Convert the part that opens with the line containing "Query: baseball cap" and closes with the line containing "M223 662L235 671L246" into a Markdown table with the columns No. and Line, numbering each line and omitting blank lines.

↓

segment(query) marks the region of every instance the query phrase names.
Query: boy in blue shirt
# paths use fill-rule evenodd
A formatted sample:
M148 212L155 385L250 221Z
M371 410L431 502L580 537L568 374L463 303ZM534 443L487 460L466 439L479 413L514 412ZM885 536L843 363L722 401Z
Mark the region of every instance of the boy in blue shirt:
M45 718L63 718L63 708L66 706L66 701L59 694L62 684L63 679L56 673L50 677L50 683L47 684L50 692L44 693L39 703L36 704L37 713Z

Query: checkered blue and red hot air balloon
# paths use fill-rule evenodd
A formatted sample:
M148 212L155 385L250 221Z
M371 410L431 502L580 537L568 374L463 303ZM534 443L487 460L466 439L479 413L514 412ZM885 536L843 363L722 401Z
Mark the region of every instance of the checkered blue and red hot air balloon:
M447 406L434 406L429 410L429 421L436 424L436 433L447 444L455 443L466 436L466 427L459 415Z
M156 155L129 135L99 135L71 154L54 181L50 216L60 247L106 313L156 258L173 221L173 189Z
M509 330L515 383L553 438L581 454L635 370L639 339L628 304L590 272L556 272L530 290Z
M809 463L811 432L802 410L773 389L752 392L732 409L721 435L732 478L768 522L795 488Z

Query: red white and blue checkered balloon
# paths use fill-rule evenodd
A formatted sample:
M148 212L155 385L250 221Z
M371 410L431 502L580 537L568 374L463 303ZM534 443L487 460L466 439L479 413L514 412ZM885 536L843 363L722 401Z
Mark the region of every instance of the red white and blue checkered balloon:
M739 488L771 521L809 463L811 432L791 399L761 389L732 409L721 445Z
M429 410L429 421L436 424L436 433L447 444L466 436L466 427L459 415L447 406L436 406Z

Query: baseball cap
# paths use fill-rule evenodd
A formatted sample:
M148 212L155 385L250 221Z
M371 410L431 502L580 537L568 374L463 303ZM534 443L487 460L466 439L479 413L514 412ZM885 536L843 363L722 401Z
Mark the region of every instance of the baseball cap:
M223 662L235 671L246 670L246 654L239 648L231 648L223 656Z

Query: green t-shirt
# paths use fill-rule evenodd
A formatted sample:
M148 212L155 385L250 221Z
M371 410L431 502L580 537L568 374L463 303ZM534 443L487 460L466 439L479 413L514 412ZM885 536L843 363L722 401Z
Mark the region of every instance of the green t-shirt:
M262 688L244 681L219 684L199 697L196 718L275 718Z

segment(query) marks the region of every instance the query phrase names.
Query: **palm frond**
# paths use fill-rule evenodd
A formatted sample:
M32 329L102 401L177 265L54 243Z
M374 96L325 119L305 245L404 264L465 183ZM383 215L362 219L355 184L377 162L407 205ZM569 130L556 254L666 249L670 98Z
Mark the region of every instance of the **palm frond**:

↑
↓

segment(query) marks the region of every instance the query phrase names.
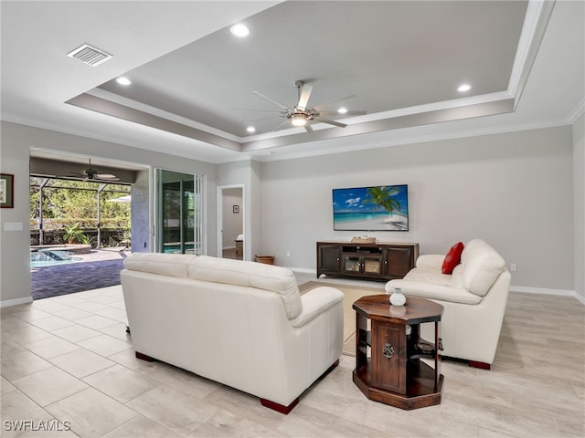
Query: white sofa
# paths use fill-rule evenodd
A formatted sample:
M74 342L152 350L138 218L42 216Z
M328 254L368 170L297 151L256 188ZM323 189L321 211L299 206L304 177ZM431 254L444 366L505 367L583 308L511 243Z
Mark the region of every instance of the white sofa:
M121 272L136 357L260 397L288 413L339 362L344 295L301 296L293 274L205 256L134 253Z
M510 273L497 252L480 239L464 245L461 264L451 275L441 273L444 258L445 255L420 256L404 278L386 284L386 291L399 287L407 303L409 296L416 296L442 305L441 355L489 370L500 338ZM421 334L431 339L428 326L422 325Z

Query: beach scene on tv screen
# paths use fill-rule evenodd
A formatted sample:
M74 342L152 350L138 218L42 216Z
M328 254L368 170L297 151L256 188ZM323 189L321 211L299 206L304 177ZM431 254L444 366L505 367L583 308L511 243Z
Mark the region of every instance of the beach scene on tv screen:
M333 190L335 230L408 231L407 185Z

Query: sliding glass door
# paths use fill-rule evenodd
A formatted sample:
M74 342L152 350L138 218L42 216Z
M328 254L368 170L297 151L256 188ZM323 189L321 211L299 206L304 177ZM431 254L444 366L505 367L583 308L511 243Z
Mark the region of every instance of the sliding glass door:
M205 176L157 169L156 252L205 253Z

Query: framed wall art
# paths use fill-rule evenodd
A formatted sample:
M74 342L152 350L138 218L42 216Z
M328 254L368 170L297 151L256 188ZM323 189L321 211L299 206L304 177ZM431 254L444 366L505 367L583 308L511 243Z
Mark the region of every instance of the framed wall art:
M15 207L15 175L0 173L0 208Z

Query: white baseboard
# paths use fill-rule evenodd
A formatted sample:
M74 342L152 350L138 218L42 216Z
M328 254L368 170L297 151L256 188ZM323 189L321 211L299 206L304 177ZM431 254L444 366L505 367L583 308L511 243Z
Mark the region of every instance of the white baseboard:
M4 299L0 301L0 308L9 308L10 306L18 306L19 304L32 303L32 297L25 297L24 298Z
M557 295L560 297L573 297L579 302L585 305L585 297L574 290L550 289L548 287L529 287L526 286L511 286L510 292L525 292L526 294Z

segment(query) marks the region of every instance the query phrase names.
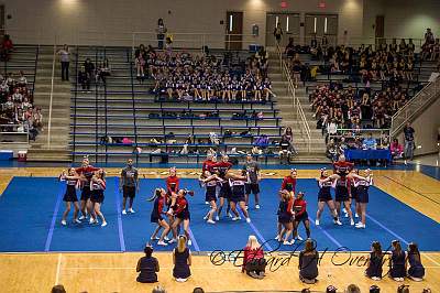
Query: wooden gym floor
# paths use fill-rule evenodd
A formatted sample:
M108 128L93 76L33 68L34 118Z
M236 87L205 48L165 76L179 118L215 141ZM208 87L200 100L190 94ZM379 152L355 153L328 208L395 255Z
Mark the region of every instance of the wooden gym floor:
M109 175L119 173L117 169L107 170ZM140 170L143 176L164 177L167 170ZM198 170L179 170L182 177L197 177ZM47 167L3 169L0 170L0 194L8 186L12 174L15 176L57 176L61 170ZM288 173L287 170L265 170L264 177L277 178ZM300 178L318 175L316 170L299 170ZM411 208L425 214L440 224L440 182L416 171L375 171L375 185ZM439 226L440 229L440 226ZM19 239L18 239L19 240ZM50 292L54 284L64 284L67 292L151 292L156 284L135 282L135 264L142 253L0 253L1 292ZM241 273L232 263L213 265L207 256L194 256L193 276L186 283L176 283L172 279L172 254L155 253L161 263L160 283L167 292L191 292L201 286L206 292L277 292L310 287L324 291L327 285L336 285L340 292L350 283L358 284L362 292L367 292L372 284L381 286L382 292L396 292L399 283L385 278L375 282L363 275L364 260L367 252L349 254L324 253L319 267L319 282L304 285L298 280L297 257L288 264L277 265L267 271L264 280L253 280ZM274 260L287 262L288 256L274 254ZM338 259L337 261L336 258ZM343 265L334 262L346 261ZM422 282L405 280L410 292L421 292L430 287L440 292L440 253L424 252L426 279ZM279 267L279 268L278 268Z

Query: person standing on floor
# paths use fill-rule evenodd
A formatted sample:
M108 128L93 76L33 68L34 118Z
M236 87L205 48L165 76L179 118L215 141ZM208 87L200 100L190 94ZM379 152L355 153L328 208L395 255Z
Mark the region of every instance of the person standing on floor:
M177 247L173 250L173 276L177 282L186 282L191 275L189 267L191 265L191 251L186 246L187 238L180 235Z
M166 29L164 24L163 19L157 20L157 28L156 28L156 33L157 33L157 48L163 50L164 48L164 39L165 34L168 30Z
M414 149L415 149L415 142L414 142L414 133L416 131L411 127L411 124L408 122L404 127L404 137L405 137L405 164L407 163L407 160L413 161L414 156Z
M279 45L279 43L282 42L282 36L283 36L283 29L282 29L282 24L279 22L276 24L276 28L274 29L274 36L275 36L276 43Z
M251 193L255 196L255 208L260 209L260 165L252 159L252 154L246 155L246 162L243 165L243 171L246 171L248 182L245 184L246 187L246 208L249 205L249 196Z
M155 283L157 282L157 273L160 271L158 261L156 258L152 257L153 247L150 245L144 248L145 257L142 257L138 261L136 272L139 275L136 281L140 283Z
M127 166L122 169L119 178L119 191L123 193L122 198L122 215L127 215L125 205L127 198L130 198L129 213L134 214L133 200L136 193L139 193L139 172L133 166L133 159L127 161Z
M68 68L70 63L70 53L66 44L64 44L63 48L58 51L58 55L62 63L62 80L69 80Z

↑

# [RIGHT ANSWER]
| No. | Line |
|---|---|
| 1 | Query: baseball cap |
| 2 | # paths use fill-rule evenodd |
| 3 | A formatted sample: |
| 4 | M148 212L155 385L250 221Z |
| 5 | M371 410L431 502L580 537L568 374L463 303ZM534 443L487 460L466 439L479 413L514 412ZM885 536L843 363L722 401Z |
| 6 | Mark the region of every instance of the baseball cap: |
| 7 | M223 662L235 671L246 670L246 654L239 648L231 648L223 656Z |